=== Source excerpt ===
For Howard Zinn, long-time civil rights and anti-war activist, history and ideology have a lot in common. Since he thinks that everything is in someone's interest, the historian—Zinn posits—has to figure out whose interests he or she is defining/defending/reconstructing (hence one of his previous books, The Politics of History). Zinn has no doubts about where he stands in this "people's history": "it is a history disrespectful of governments and respectful of people's movements of resistance." So what we get here, instead of the usual survey of wars, presidents, and institutions, is a survey of the usual rebellions, strikes, and protest movements. Zinn starts out by depicting the arrival of Columbus in North America from the standpoint of the Indians (which amounts to their standpoint as constructed from the observations of the Europeans); and, after easily establishing the cultural disharmony that ensued, he goes on to the importation of slaves into the colonies. Add the laborers and indentured servants that followed, plus women and later immigrants, and you have Zinn's amorphous constituency. To hear Zinn tell it, all anyone did in America at any time was to oppress or be oppressed; and so he obscures as much as his hated mainstream historical foes do—only in Zinn's case there is that absurd presumption that virtually everything that came to pass was the work of ruling-class planning: this amounts to one great indictment for conspiracy. Despite surface similarities, this is not a social history, since we get no sense of the fabric of life. Instead of negating the one-sided histories he detests, Zinn has merely reversed the image; the distortion remains.

=== Job a ===
In the review excerpt, what is the title of the earlier Zinn book it mentions?

=== Input records ===

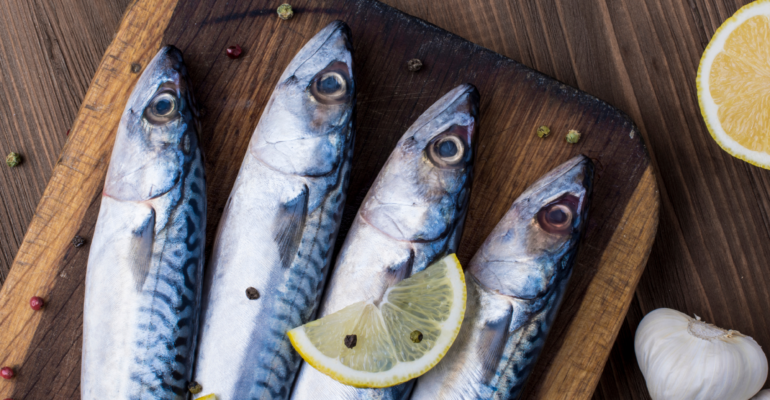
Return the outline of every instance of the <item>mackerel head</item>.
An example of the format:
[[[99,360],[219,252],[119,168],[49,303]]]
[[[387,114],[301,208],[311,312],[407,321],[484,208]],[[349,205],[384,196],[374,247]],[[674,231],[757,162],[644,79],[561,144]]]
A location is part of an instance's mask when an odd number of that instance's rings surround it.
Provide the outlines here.
[[[162,48],[118,126],[86,274],[83,399],[184,399],[206,223],[199,125],[182,54]]]
[[[320,316],[382,298],[388,288],[457,251],[473,175],[478,91],[460,85],[406,131],[369,189],[342,245]],[[304,363],[293,399],[405,399],[412,383],[343,385]]]
[[[516,399],[572,275],[593,181],[577,156],[514,201],[470,262],[465,319],[412,399]]]
[[[286,67],[219,223],[195,380],[220,400],[285,399],[294,382],[286,332],[318,308],[350,176],[350,40],[332,22]]]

=== Job b ===
Retype the rows from their beginning up to and including the line with "Provide the outlines here.", and leave the pictures out.

=== Correct result a ===
The Politics of History

=== Correct result b ===
Return the outline of every instance of the <item>mackerel head</item>.
An example of the format:
[[[99,360],[219,252],[119,168],[49,303]]]
[[[387,114],[301,208],[311,312],[407,321],[484,208]],[[349,205],[384,196],[374,247]],[[674,231],[757,162],[644,79],[561,144]]]
A location is part of an instance's mask when an odd number of that instance's rings surround it.
Provide the outlines here.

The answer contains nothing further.